▸ **Excerpted passage**:
◆ ◆ ◆ ◆ ◆ ◆ ◆

I'm looking for help using sum() in my SQL query:
SELECT links.id,
count(DISTINCT stats.id) as clicks,
count(DISTINCT conversions.id) as conversions,
sum(conversions.value) as conversion_value
FROM links
LEFT OUTER JOIN stats ON links.id = stats.parent_id
LEFT OUTER JOIN conversions ON links.id = conversions.link_id
GROUP BY links.id
ORDER BY links.created desc;
I use DISTINCT
because I'm doing "group by" and this ensures the same row is not counted more than once.
The problem is that SUM(conversions.value) counts the "value" for each row more than once (due to the group by)
I basically want to do SUM(conversions.value)
for each DISTINCT conversions.id.
Is that possible?
I may be wrong but from what I understand
Thus for each conversions.id you have at most one links.id impacted.
You request is a bit like doing the cartesian product of 2 sets :
[clicks]
SELECT *
FROM links
LEFT OUTER JOIN stats ON links.id = stats.parent_id
[conversions]
SELECT *
FROM links
LEFT OUTER JOIN conversions ON links.id = conversions.link_id
and for each link, you get sizeof([clicks]) x sizeof([conversions]) lines
As you noted the number of unique conversions in your request can be obtained via a
count(distinct conversions.id) = sizeof([conversions])

◆ ◆ ◆ ◆ ◆ ◆ ◆

▸ **Entries provided**:
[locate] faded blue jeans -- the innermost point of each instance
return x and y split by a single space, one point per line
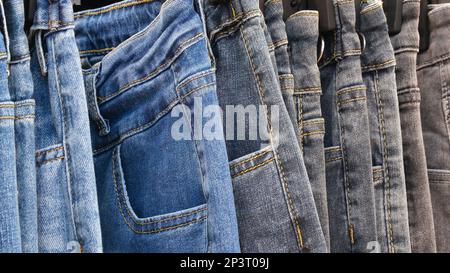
10 240
274 201
163 186
68 216
21 89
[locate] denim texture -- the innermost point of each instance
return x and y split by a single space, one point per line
21 89
378 67
10 240
274 201
68 216
156 193
433 72
420 212
303 33
351 200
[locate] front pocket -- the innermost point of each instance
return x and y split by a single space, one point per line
151 224
440 196
263 217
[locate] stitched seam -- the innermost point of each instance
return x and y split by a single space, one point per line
154 72
121 198
253 168
251 158
378 65
351 89
283 179
385 157
351 100
116 7
334 159
49 151
49 160
133 131
96 50
201 75
321 132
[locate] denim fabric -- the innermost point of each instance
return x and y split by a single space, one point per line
273 15
21 89
68 217
303 33
10 240
274 201
420 212
378 64
156 193
351 201
433 72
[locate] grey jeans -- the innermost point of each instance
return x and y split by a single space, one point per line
433 72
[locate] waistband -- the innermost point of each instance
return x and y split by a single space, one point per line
378 52
303 32
408 38
344 41
225 16
438 23
15 13
53 15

◆ ◆ ◆ ◆ ◆ ◆ ◆

Extend the SQL forum thread on summing conversion values, beginning directly after its last line. The records stand apart from the SQL forum thread.

this distinct manages to remove all the [clicks] lines in the cartesian product
but clearly
sum(conversions.value) = sum([conversions].value) * sizeof([clicks])
In your case, since
count(*) = sizeof([clicks]) x sizeof([conversions])
count(*) = sizeof([clicks]) x count(distinct conversions.id)
you have
sizeof([clicks]) = count(*)/count(distinct conversions.id)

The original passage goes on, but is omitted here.